§ SOURCE MATERIAL:
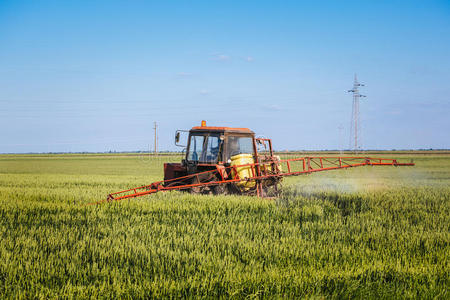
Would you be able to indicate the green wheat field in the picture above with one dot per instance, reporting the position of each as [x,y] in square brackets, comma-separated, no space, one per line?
[368,232]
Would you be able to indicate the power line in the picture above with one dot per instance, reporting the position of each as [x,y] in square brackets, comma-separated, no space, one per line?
[355,130]
[155,127]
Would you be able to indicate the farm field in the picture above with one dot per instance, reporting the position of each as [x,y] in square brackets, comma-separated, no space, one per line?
[369,232]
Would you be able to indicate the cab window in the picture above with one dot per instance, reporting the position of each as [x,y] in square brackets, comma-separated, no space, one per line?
[196,147]
[239,145]
[212,149]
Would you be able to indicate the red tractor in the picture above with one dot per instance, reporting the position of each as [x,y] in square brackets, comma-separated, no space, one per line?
[223,160]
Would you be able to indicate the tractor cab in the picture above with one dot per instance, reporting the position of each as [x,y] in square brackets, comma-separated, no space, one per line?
[209,148]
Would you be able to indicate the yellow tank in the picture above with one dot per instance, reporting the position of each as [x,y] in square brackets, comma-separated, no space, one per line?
[243,172]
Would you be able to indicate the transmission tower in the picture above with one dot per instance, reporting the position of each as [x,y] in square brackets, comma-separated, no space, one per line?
[355,130]
[155,127]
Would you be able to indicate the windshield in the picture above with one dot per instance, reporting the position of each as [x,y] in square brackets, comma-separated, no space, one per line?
[204,149]
[239,145]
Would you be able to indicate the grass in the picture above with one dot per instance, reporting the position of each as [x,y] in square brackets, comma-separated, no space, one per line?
[371,232]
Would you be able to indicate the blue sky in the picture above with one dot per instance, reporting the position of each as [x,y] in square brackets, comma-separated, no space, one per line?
[95,75]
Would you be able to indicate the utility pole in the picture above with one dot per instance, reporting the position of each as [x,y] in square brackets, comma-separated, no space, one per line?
[341,141]
[155,127]
[355,130]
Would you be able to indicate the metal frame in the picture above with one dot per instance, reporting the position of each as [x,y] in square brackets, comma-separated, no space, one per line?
[278,170]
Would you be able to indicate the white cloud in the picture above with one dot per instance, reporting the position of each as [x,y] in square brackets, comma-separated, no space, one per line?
[221,57]
[184,74]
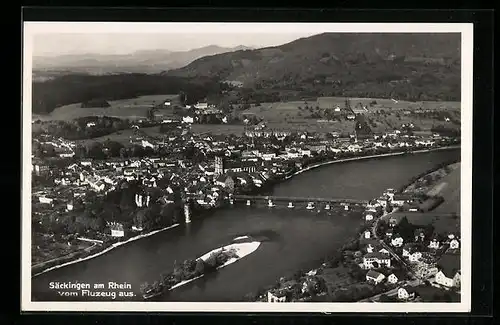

§ WHAT YOU SHOULD DO:
Without any pictures, output the entries above exactly as they appear.

§ ANSWER AREA:
Would you be able to indicate the green wheat field in the picture above with one dot per instance, reporting the position of each as [x,y] in square brackets, comma-separated, no space, one per line?
[368,232]
Would you be able to indicate the power line in the picture above with one dot per instance, reporting the position of each as [x,y] in square brackets, comma-separated, no space, one per line?
[355,130]
[155,127]
Would you be able to indicate the farm field in the picture above with one dot per instance, reporting the position of each as [x,y] in square brackets, comma-separated, no space, one per line?
[369,232]
Would you be able to indicate the cab window in the picture above with one dot per instance, reporting the position of each as [x,y] in square brackets, comma-separated, no space, one per line?
[196,147]
[239,145]
[212,149]
Would you be able to indicate the red tractor in the picture above with one dot per instance, reporting the position of each as [x,y] in square brackets, comma-separated, no space, one per line?
[223,160]
Would you be able to indicate the tractor cab in the picture above with one dot per instance, reporting the position of each as [x,y] in square brackets, comma-separated, no space, one per line?
[209,148]
Would you be able to indicate the yellow tank in the picture above with one dot per instance, reporting the position of each as [x,y] in square brackets, comma-separated, no space, one per line?
[243,172]
Would you be able to indicate the transmission tower in the picture above with one dot per instance, reporting the position of each as [x,y] in square brackets, comma-separated, no space, one per line?
[355,130]
[155,127]
Would you be able to indicate the windshield in the picture above with one dot per instance, reporting the position of each as [x,y] in square brackets, comma-separated, no space, one per line?
[204,149]
[239,145]
Would you be able to indicate the grass in the picture above with one dot per instance, reporting the position of each as [x,y] in square brackets, comma-separated, no space, one per line?
[371,232]
Would you be able to indicate the blue sky in the picture above with one dot per instance, reporting the position of each as [x,y] in square brackets, comma-separated, no space, one per line?
[95,75]
Would you be able to indicate the utility pole in the picture above with one dot per instance, reporting the position of each as [x,y] in square brackets, comma-separated, no space, one per line?
[341,141]
[155,127]
[355,130]
Would you be able to indicate the metal frame in the picture above with one dot per instance, reporting the position of each as [x,y] in square brackets, comma-separated, no space, one per line?
[278,170]
Would you be able to indicate the white cloud in the picture above with one dot per instance, reporting the position of each as [x,y] in square brackets, comma-separated, no space, one per line?
[221,57]
[184,74]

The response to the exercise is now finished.